» Tugas
Apa terjemahan bahasa Inggris dari kalimat berikut dalam teks tentang Fakultas Filsafat UGM: "Dalam kesempatan itu, Dekan Filsafat menyebutkan pada tahun 2021 hingga 2022, setidaknya ada 13 kerja sama yang sudah dilakukan baik internal dalam universitas, antar perguruan tinggi, maupun internasional."?

» Teks Halaman
☆ ☆ ☆ ☆ ☆ ☆ ☆

Namun, untuk merespons kebutuhan masyarakat akan pendidikan filsafat yang bermutu, Fakultas Filsafat UGM melalui Unit Kerja Jaminan Mutu terus melakukan supervisi dan audit dari Kantor Jaminan Mutu UGM berusaha untuk meningkatkan mutu pembelajaran dan pelayanan pendidikan di lingkungan fakultas. “Hingga saat ini seluruh program studi baik Program Sarjana, Magister, dan Doktor sudah terakreditasi A,” terangnya.
Selain itu, Fakultas Filsafat UGM dari waktu ke waktu berupaya untuk meningkatkan kerja sama dengan berbagai pihak dalam bidang pendidikan, pengkajian, pengembangan dan pengabdian dalam bidang filsafat dan kearifan lokal. Menurutnya, kerja sama ini adalah suatu upaya dalam memperluas jejaring fakultas dengan instansi atau lembaga lain, baik instansi pemerintahan, organisasi swasta maupun institusi pendidikan dan penelitian pada tingkat lokal, nasional maupun internasional. “Realisasi kerja sama tingkat lokal universitas terlaksana dalam bentuk koordinasi bersama antar-fakultas dalam penyelenggaraan pendidikan dan pengajaran, seperti penyelenggaraan mata kuliah pendidikan kepribadian, kegiatan diskusi atau seminar, penelitian, penerbitan, dan pengabdian masyarakat,” ujarnya.
Dalam kesempatan itu, Dekan Filsafat menyebutkan pada tahun 2021 hingga 2022, setidaknya ada 13 kerja sama yang sudah dilakukan baik internal dalam universitas, antar perguruan tinggi, maupun internasional.
Dr. Agus Himmawan Utomo, M.Ag., dalam pidato ilmiahnya mengatakan selama pandemi global Covid-19, masyarakat dunia dihadapkan dengan keadaan tanpa kepastian. Menurutnya dunia pasca pandemi merupakan dunia yang sepenuhnya baru bagi sebagian besar masyarakat. Sebagiannya lagi menganggap bahwa dunia tidak berubah sama sekali. “Nyatanya, wabah ini tidak mengubah masyarakat dari bayang-bayang modernitas. Isu-isu kontemporer hari ini sejatinya tidak dapat terlepas dari semangat peninggalan modernitas, mulai dari peperangan, krisis lingkungan hidup, dekadensi moral, konsumtivisme, dan krisis kemanusiaan,” katanya.

☆ ☆ ☆ ☆ ☆ ☆ ☆

[Entri Tersimpan]
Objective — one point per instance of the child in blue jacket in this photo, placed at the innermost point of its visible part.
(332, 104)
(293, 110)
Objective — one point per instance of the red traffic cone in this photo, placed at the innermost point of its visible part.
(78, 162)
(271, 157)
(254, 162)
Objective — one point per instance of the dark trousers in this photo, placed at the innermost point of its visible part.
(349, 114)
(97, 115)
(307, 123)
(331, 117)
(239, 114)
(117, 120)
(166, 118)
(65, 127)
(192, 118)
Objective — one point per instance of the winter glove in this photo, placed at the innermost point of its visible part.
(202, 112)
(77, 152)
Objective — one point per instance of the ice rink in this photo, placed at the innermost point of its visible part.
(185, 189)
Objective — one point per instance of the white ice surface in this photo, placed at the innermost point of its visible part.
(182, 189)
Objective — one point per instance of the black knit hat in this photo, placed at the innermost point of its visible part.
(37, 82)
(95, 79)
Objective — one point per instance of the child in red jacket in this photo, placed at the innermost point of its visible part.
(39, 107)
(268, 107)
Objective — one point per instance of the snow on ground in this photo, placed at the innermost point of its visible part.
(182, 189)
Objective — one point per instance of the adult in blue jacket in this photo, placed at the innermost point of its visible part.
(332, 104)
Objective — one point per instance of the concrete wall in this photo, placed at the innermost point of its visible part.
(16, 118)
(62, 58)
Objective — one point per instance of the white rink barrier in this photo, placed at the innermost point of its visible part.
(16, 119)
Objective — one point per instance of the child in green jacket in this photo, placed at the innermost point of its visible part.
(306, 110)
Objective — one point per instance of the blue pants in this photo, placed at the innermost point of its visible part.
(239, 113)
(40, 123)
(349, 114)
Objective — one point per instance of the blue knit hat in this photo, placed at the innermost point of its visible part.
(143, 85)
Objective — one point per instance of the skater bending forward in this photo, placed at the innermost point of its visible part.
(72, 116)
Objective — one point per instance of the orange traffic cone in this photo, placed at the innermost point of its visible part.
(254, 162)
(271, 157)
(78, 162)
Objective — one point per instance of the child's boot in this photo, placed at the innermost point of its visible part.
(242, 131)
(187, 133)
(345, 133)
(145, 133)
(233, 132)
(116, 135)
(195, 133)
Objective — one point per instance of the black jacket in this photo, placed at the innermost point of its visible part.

☆ ☆ ☆ ☆ ☆ ☆ ☆

» Kolom Jawaban
On that occasion, the Dean of Philosophy stated that from 2021 to 2022, at least 13 collaborations had been carried out, whether internal within the university, between higher education institutions, or international.